• TO DO: Every entry has to be output exactly, with none skipped.

[DATA SHOWN — start]

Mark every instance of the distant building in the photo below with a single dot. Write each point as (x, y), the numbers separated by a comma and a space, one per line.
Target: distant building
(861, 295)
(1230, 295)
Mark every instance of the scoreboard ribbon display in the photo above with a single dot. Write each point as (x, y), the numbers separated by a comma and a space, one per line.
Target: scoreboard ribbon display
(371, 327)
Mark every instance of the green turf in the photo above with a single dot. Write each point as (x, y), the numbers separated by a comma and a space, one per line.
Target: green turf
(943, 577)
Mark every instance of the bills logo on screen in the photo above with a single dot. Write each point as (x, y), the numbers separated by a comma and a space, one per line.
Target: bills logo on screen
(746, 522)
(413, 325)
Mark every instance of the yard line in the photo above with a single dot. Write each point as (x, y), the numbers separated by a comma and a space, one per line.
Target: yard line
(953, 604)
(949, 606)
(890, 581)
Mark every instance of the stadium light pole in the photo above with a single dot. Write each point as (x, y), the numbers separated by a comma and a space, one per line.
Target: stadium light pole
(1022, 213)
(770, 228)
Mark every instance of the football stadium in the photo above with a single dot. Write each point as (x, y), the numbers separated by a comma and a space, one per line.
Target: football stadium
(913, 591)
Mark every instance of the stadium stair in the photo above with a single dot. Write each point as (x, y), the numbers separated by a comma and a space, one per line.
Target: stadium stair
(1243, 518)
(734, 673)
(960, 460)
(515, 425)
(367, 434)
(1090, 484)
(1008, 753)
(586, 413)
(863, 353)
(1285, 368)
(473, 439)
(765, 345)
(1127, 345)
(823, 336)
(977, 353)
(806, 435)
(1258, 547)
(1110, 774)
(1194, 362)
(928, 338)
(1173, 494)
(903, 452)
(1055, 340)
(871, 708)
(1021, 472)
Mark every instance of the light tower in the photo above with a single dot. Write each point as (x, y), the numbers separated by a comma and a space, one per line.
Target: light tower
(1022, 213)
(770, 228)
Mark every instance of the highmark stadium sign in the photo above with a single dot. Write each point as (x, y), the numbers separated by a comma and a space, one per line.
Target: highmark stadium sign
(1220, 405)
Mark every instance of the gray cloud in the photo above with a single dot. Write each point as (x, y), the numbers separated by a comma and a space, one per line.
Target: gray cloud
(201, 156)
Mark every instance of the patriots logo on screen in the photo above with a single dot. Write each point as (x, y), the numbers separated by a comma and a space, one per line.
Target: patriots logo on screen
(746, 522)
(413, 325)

[DATA SHOWN — finish]

• OUTPUT OF THE TASK:
Mark every instance of the distant building in the photo below with a single dot. Write each point as (x, y), the numbers separated by a comma and a space, one per line.
Target: distant building
(861, 295)
(1230, 295)
Mark every instance of the scoreboard ribbon display in the photo above with a single dot. Write each point as (x, y), the numbers separated by a comma and a space, one per line.
Target: scoreboard ribbon display
(371, 327)
Mark every instance of the green turf in the photo above with a single dot. Write each point as (x, y), the numbers separated by a comma and a space, one per line.
Target: green turf
(943, 577)
Mark every instance of the bills logo on screen in the photo above with a single dot. Write each point as (x, y), the numbers separated by a comma and a space, one per line.
Target: bills logo on screen
(746, 522)
(413, 325)
Mark every instance of the yard line in the photo above with a single dot. Write each point as (x, y), the numbers separated by a comma and a space, one per line.
Target: yard line
(953, 604)
(949, 606)
(890, 581)
Mark every instance of the stadium light pole in the photo above with a single dot. Write each point as (x, y), the numbers separated by a comma and a space, one per line.
Target: stadium light pole
(1022, 213)
(770, 228)
Mark every instance of the football stadium in the photo above with a single dot. Write each point as (x, y), the numbers separated by a comma and a space, one per line.
Target: football stadium
(913, 591)
Mark every instance of the stadium stair in the photo above with a single dot. Write each point as (x, y), the numbers separated by a comma and a space, one per line.
Target: stadium stair
(1243, 518)
(734, 673)
(960, 460)
(515, 425)
(367, 434)
(1090, 484)
(1008, 753)
(586, 413)
(863, 353)
(1285, 368)
(473, 439)
(765, 345)
(1127, 345)
(823, 336)
(977, 353)
(806, 435)
(1258, 547)
(1110, 774)
(1194, 362)
(928, 338)
(1173, 494)
(903, 452)
(1055, 340)
(871, 708)
(1021, 472)
Mark every instance of the light tower in the photo above with a single dot. Write each point as (x, y), the numbers separated by a comma and a space, one per line.
Target: light tower
(1022, 213)
(770, 228)
Mark every instance of the highmark stadium sign in the photo above with a single dot. Write each point as (x, y), the numbers separated by a comma and a space, one per line.
Target: highmark stadium sign
(1220, 405)
Mark every instance of the gray cloud in the photo above with a single dot. Write each point as (x, y), the numbers separated by a comma and a space, one per line.
Target: gray cloud
(201, 156)
Mark every instance of the patriots logo on screen in the photo above with a single dot. Write each point as (x, y), the numbers separated by a comma and a space, one per line.
Target: patriots logo on screen
(746, 522)
(413, 325)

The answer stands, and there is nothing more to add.